→ PROBLEM TO SOLVE: Transcribe the records verbatim, images excluded.

**** GIVEN DATA

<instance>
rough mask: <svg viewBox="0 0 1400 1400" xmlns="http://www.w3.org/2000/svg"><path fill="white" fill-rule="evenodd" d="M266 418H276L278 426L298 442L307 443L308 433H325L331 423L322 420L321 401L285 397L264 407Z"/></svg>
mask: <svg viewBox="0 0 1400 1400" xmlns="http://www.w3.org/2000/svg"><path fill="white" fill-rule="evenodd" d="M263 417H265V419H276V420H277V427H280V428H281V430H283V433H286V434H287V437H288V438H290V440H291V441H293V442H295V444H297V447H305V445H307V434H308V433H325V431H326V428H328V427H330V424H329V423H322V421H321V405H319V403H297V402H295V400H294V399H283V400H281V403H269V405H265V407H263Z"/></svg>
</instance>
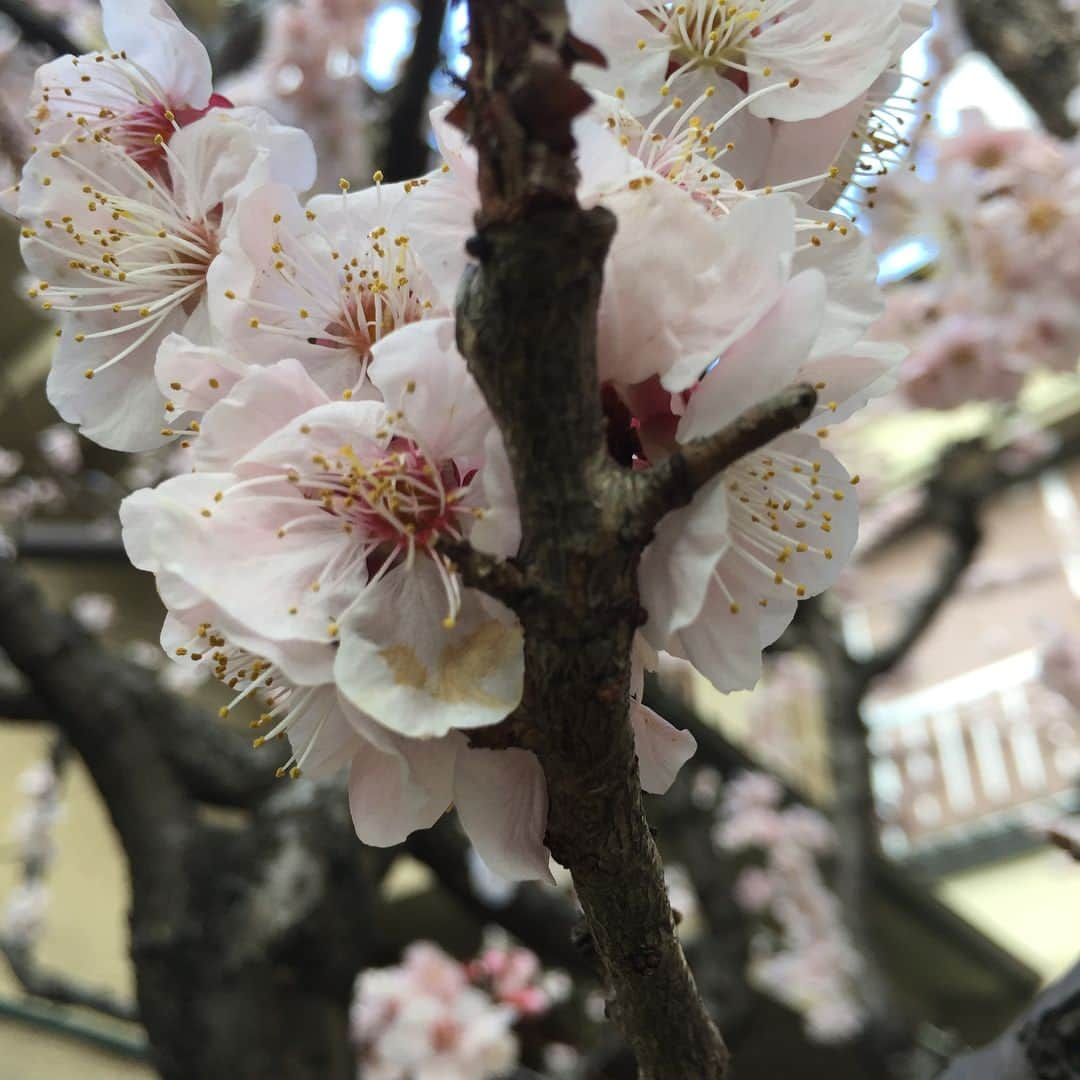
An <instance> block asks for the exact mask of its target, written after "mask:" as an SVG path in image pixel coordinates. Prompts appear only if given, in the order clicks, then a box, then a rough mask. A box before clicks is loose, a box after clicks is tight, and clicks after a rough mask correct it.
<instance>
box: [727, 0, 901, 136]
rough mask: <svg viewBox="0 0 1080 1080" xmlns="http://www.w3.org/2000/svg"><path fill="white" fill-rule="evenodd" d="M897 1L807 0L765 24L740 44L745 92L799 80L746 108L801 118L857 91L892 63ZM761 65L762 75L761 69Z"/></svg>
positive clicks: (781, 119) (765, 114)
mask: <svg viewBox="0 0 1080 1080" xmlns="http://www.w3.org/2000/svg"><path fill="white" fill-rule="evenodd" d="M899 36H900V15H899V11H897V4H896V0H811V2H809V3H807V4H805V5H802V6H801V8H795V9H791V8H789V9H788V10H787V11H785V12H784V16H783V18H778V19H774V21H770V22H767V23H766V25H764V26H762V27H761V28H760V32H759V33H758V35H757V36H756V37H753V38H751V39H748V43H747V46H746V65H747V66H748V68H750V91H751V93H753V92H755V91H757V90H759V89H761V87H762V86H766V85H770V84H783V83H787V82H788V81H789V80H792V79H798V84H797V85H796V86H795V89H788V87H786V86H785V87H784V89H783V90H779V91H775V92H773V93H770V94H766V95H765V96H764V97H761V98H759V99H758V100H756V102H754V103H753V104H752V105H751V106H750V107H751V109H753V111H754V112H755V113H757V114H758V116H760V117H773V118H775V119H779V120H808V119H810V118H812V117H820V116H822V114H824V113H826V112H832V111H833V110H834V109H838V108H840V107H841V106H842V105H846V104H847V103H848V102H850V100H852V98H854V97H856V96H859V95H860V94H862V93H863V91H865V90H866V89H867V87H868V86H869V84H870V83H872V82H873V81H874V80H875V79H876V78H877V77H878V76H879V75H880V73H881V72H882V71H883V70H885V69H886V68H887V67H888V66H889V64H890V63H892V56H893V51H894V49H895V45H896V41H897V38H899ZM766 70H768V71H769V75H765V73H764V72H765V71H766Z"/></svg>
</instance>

********

→ REPLY:
<instance>
rough mask: <svg viewBox="0 0 1400 1400" xmlns="http://www.w3.org/2000/svg"><path fill="white" fill-rule="evenodd" d="M266 418H276L278 426L298 442L307 443L308 433H325L331 423L322 420L321 401L285 397L264 407Z"/></svg>
mask: <svg viewBox="0 0 1400 1400" xmlns="http://www.w3.org/2000/svg"><path fill="white" fill-rule="evenodd" d="M263 417H265V419H276V420H277V427H280V428H281V430H283V433H286V434H287V437H288V438H290V440H291V441H293V442H295V444H297V447H305V445H307V434H308V433H325V431H326V428H328V427H330V424H329V423H322V421H321V405H319V403H297V402H295V400H294V399H283V400H281V403H269V405H265V407H263Z"/></svg>
</instance>
An <instance> block asks for the exact mask of its target, written after "mask:" as an SVG path in image pixel coordinates. Prompts appear only if given, in the order clicks, then a box, then a rough mask. A box before clicks is loose, a box after clicks is tight, and clicks after a rough mask correct it.
<instance>
box: [727, 0, 901, 136]
rough mask: <svg viewBox="0 0 1080 1080" xmlns="http://www.w3.org/2000/svg"><path fill="white" fill-rule="evenodd" d="M897 1L807 0L765 24L740 44L745 92L799 80L746 108L801 118L857 91L892 63ZM761 65L762 75L761 69Z"/></svg>
positive clicks: (781, 119) (765, 114)
mask: <svg viewBox="0 0 1080 1080" xmlns="http://www.w3.org/2000/svg"><path fill="white" fill-rule="evenodd" d="M899 36H900V15H899V11H897V4H896V0H811V2H809V3H807V4H805V5H802V6H801V8H795V9H791V8H789V9H788V10H787V11H785V12H784V16H783V18H778V19H774V21H770V22H767V23H766V25H764V26H762V27H761V28H760V32H759V33H758V35H757V36H756V37H753V38H751V39H748V43H747V46H746V65H747V66H748V68H750V91H751V93H753V92H755V91H757V90H759V89H761V87H762V86H766V85H770V84H783V83H787V82H788V81H789V80H792V79H798V84H797V85H796V86H795V89H788V87H786V86H785V87H784V89H783V90H779V91H775V92H773V93H770V94H766V95H765V96H764V97H761V98H759V99H758V100H756V102H754V103H753V104H752V105H751V106H750V107H751V109H753V111H754V112H755V113H757V114H758V116H760V117H773V118H775V119H779V120H808V119H810V118H812V117H820V116H822V114H824V113H826V112H832V111H833V110H834V109H838V108H840V107H841V106H842V105H846V104H847V103H848V102H850V100H852V98H854V97H856V96H859V95H860V94H862V93H863V91H865V90H866V89H867V87H868V86H869V84H870V83H872V82H873V81H874V80H875V79H876V78H877V77H878V76H879V75H880V73H881V72H882V71H883V70H885V69H886V68H887V67H888V66H889V64H890V63H892V56H893V51H894V49H895V45H896V41H897V38H899ZM766 70H768V71H769V75H765V73H764V72H765V71H766Z"/></svg>
</instance>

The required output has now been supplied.